Annotation dataset entries:
start

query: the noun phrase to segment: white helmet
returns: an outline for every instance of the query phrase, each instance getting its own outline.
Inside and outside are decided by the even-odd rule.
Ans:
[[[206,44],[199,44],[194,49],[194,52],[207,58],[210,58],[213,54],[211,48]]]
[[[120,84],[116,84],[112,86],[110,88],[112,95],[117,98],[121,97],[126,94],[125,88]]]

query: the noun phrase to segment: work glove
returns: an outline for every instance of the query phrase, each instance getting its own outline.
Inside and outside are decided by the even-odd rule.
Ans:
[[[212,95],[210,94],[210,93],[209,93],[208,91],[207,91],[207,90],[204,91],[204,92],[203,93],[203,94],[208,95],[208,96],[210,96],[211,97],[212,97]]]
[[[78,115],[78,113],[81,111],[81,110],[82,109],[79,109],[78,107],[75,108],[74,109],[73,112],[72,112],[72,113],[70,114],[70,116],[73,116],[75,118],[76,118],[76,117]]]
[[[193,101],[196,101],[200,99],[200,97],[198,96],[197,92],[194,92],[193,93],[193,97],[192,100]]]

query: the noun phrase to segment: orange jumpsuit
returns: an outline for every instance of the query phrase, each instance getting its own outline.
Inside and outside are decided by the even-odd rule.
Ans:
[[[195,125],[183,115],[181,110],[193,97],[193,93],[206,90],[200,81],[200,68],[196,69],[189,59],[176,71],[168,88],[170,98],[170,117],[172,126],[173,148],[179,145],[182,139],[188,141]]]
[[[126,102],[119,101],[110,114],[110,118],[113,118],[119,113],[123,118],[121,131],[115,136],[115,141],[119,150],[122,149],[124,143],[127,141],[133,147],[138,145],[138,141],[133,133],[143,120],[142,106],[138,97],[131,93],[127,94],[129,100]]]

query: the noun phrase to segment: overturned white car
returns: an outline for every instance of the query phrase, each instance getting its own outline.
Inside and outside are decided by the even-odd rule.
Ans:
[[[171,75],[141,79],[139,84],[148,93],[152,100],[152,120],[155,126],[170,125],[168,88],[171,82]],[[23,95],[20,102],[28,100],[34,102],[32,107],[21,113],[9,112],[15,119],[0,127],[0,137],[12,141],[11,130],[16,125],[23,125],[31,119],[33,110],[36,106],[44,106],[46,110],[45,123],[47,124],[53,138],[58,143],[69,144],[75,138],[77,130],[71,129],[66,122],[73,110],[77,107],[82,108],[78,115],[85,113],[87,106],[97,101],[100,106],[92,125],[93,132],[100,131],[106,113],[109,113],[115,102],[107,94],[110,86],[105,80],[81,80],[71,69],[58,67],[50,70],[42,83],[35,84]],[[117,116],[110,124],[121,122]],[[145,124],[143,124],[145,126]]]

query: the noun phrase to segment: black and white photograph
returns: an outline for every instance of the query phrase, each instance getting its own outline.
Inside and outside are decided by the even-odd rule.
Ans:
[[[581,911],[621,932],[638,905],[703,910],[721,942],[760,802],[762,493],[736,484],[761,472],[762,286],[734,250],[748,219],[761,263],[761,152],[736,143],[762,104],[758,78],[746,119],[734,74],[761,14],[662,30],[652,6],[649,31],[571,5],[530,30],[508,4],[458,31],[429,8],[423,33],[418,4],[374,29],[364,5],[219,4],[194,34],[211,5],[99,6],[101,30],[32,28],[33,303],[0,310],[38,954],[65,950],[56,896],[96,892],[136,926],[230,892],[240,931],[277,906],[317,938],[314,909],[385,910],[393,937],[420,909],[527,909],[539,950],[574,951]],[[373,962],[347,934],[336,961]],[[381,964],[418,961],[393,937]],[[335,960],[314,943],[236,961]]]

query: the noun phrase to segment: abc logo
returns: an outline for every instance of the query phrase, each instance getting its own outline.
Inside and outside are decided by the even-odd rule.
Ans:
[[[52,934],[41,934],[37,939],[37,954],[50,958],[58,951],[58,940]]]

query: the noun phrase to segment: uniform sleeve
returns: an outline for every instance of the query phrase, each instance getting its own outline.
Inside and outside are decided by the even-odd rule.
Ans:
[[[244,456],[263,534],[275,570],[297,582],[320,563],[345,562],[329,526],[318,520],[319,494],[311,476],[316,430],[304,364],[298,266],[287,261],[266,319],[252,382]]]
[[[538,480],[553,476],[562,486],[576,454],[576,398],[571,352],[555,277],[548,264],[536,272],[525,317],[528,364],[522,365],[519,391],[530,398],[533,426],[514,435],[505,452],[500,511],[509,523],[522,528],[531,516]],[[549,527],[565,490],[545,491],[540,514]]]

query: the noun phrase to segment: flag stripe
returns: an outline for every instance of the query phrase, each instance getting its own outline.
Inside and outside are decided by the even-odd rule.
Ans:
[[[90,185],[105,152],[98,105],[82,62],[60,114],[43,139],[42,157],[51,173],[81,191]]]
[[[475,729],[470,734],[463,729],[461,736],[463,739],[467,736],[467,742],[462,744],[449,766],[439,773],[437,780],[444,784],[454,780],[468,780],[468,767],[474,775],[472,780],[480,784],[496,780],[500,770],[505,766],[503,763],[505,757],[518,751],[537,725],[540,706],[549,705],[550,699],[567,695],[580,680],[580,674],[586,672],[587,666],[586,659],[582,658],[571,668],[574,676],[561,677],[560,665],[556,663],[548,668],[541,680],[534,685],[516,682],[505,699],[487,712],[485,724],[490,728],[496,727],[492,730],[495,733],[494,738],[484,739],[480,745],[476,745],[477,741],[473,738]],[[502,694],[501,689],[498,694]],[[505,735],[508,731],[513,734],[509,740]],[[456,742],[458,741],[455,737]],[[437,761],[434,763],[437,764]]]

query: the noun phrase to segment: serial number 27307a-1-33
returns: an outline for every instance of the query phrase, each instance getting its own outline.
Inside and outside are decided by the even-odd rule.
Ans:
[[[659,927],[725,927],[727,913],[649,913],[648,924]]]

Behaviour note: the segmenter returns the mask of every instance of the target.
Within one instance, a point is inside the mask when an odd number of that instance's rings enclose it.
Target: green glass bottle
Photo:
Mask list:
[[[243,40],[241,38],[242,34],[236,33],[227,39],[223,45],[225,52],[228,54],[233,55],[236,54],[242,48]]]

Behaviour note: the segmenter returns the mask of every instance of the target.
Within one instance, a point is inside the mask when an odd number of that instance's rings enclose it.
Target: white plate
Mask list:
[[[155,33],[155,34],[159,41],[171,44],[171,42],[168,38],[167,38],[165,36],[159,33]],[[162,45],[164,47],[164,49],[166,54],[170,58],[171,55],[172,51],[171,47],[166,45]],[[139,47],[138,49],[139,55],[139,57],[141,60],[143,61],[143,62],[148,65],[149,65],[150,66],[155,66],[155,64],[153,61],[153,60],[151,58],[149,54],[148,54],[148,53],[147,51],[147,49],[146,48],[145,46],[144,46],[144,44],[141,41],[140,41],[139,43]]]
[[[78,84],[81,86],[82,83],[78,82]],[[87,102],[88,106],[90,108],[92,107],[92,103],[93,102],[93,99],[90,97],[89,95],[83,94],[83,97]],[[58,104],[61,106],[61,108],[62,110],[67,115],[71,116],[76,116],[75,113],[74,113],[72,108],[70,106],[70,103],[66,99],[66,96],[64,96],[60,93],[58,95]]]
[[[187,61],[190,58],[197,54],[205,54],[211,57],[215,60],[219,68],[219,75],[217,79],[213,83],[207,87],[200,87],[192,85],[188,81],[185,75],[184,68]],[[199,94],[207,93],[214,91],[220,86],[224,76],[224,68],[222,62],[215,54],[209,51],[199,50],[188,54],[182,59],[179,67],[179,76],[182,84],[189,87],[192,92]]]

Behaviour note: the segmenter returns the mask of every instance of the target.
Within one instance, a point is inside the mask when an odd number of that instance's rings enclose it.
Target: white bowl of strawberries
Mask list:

end

- [TASK TO COMPLETE] Exactly reproduce all of the entries above.

- [WORKED SOLUTION]
query: the noun phrase to segment: white helmet
returns: an outline for every instance of the query phrase, each instance getting its own outline.
Inside and outside are decided by the even-odd rule.
Ans:
[[[206,44],[199,44],[194,49],[194,52],[207,58],[210,58],[213,54],[211,48]]]
[[[120,84],[116,84],[112,86],[110,88],[112,95],[117,98],[121,97],[126,94],[125,88]]]

query: the noun phrase to segment: work glove
returns: an outline for every instance of the query phrase, each instance getting its own outline.
Inside and outside are decided by the even-odd rule.
Ans:
[[[212,95],[210,94],[210,93],[209,93],[208,91],[207,91],[207,90],[204,91],[204,92],[203,93],[203,94],[208,95],[208,96],[210,96],[211,97],[212,97]]]
[[[78,115],[78,113],[81,111],[81,110],[82,109],[79,109],[78,107],[75,108],[74,109],[73,112],[72,112],[72,113],[70,114],[70,116],[73,116],[75,118],[76,118],[76,117]]]
[[[193,101],[196,101],[200,99],[200,97],[198,96],[197,92],[194,92],[193,93],[193,97],[192,100]]]

query: the noun phrase to segment: orange jumpsuit
returns: an outline for every instance of the query phrase, each instance getting its own outline.
Inside and outside are decided by the even-odd rule.
Ans:
[[[195,125],[183,115],[181,110],[193,97],[193,93],[206,90],[200,81],[200,68],[196,69],[189,59],[176,71],[168,88],[170,98],[170,117],[172,126],[173,148],[179,145],[182,139],[188,141]]]
[[[126,102],[119,101],[110,114],[110,118],[113,118],[119,113],[123,118],[121,131],[115,136],[115,141],[119,150],[122,149],[124,143],[127,141],[133,147],[138,145],[138,141],[133,133],[143,120],[142,106],[138,97],[131,93],[127,94],[129,100]]]

query: the noun phrase to segment: overturned white car
returns: an outline for every instance of the query phrase, each instance getting its own outline.
Inside and outside are decided by the even-odd rule.
Ans:
[[[171,75],[141,79],[139,84],[148,93],[152,100],[152,120],[155,126],[170,125],[168,88],[171,82]],[[23,95],[20,102],[28,100],[34,102],[32,107],[21,113],[9,112],[15,119],[0,127],[0,137],[12,141],[11,130],[16,125],[23,125],[31,119],[33,110],[36,106],[44,106],[46,110],[45,123],[47,124],[53,138],[58,143],[69,144],[75,138],[77,130],[71,129],[66,122],[73,110],[77,107],[82,108],[78,115],[85,113],[87,106],[97,101],[100,106],[92,125],[93,132],[100,131],[106,113],[109,113],[115,102],[107,94],[110,86],[105,80],[81,80],[71,69],[58,67],[50,70],[42,83],[35,84]],[[117,116],[110,124],[121,122]],[[145,124],[143,124],[145,126]]]

query: the noun phrase to segment: black and white photograph
returns: an outline for every instance of the query phrase, each instance getting its own outline.
Inside and outside are decided by the even-odd rule.
Ans:
[[[581,911],[621,932],[638,905],[703,910],[721,942],[760,802],[762,493],[736,484],[761,472],[762,286],[734,250],[748,219],[761,263],[761,152],[736,143],[762,104],[758,78],[746,119],[734,74],[761,14],[662,30],[652,6],[649,31],[571,5],[530,30],[508,4],[458,31],[429,8],[423,33],[418,4],[374,29],[364,5],[219,4],[194,34],[211,5],[99,6],[101,30],[32,28],[33,303],[0,310],[38,954],[65,950],[56,896],[96,892],[136,926],[230,892],[240,931],[277,906],[317,938],[314,909],[385,910],[393,937],[420,909],[527,909],[539,950],[574,951]],[[373,962],[347,934],[336,961]],[[381,964],[418,961],[393,937]],[[335,960],[314,943],[236,961]]]

query: the noun phrase to segment: abc logo
returns: an outline for every instance of the query phrase, each instance getting its own outline.
Inside and outside are decided by the even-odd rule.
Ans:
[[[52,934],[41,934],[37,939],[37,954],[50,958],[58,951],[58,940]]]

query: the noun phrase to segment: uniform sleeve
returns: an outline for every instance of the query phrase, each instance getting its own outline.
Inside and outside are decided by the even-odd rule.
Ans:
[[[244,456],[263,534],[275,570],[297,582],[320,563],[345,562],[329,526],[318,520],[319,494],[311,476],[316,430],[304,364],[298,266],[287,261],[266,319],[252,382]]]
[[[538,480],[553,476],[562,486],[576,454],[576,398],[571,352],[555,277],[548,264],[536,272],[525,317],[528,364],[522,365],[519,391],[530,398],[533,426],[514,435],[505,452],[500,511],[509,523],[522,528],[531,516]],[[549,527],[565,490],[545,491],[540,514]]]

query: the noun phrase to segment: flag stripe
returns: an outline for every instance of the query phrase, each instance getting its own outline.
Inside and outside are decided by the even-odd rule.
Ans:
[[[90,185],[105,152],[98,105],[82,62],[60,114],[43,139],[42,157],[51,173],[81,191]]]
[[[475,729],[470,734],[463,729],[461,736],[463,739],[467,736],[467,742],[462,744],[449,766],[439,773],[437,780],[444,784],[454,780],[468,780],[468,767],[474,775],[472,780],[480,784],[496,780],[500,770],[505,766],[503,763],[505,757],[518,751],[537,725],[540,706],[549,705],[550,699],[567,695],[580,680],[580,674],[586,672],[587,666],[586,659],[582,658],[571,668],[574,676],[561,677],[560,665],[556,663],[548,668],[541,680],[534,685],[516,682],[505,699],[487,712],[485,724],[490,728],[496,727],[492,730],[495,733],[494,738],[484,739],[480,745],[476,745],[477,741],[473,738]],[[502,694],[501,689],[498,694]],[[505,735],[508,731],[513,734],[509,740]],[[456,742],[458,741],[455,737]],[[437,761],[434,763],[437,764]]]

query: the noun phrase to segment: serial number 27307a-1-33
returns: an outline for every instance of the query phrase, each instance getting its own outline.
Inside and outside are decided by the even-odd rule.
Ans:
[[[659,927],[725,927],[727,913],[649,913],[648,924]]]

Behaviour note: the segmenter returns the mask of every instance of the target.
Within one instance, a point is inside the mask when an odd number of that instance's rings enclose it.
Target: green glass bottle
Photo:
Mask list:
[[[243,40],[241,38],[242,34],[236,33],[227,39],[223,45],[225,52],[228,54],[233,55],[236,54],[242,48]]]

Behaviour note: the segmenter returns the mask of every instance of the target.
Within one instance, a point is inside the mask when an odd number of that instance's rings enclose it.
Target: white plate
Mask list:
[[[155,33],[155,34],[159,41],[171,44],[171,42],[168,38],[167,38],[165,36],[159,33]],[[162,45],[164,47],[164,49],[166,54],[170,58],[171,55],[172,51],[171,47],[166,45]],[[139,47],[138,49],[139,55],[139,57],[141,60],[143,61],[143,62],[148,65],[149,65],[150,66],[155,66],[155,64],[153,61],[153,60],[151,58],[149,54],[148,54],[148,53],[147,51],[147,49],[146,48],[145,46],[144,46],[144,44],[141,41],[140,41],[139,43]]]
[[[78,84],[81,86],[82,83],[78,82]],[[87,102],[88,106],[90,108],[92,107],[92,103],[93,102],[93,99],[90,97],[89,95],[83,94],[83,97]],[[58,104],[61,106],[61,108],[62,110],[67,115],[71,116],[76,116],[75,113],[74,113],[72,108],[70,106],[70,103],[66,99],[66,96],[64,96],[60,93],[58,95]]]
[[[187,61],[190,58],[197,54],[205,54],[211,57],[215,60],[219,68],[219,75],[217,79],[213,83],[207,87],[200,87],[192,85],[188,81],[185,75],[184,68]],[[199,94],[207,93],[214,91],[220,86],[224,76],[224,68],[222,62],[215,54],[209,51],[199,50],[188,54],[182,59],[179,67],[179,76],[182,84],[189,87],[192,92]]]

Behaviour note: the segmenter returns the mask of every instance of the target.
Within one instance, a point is inside the mask when an odd number of that instance's rings enclose it.
Target: white bowl of strawberries
Mask list:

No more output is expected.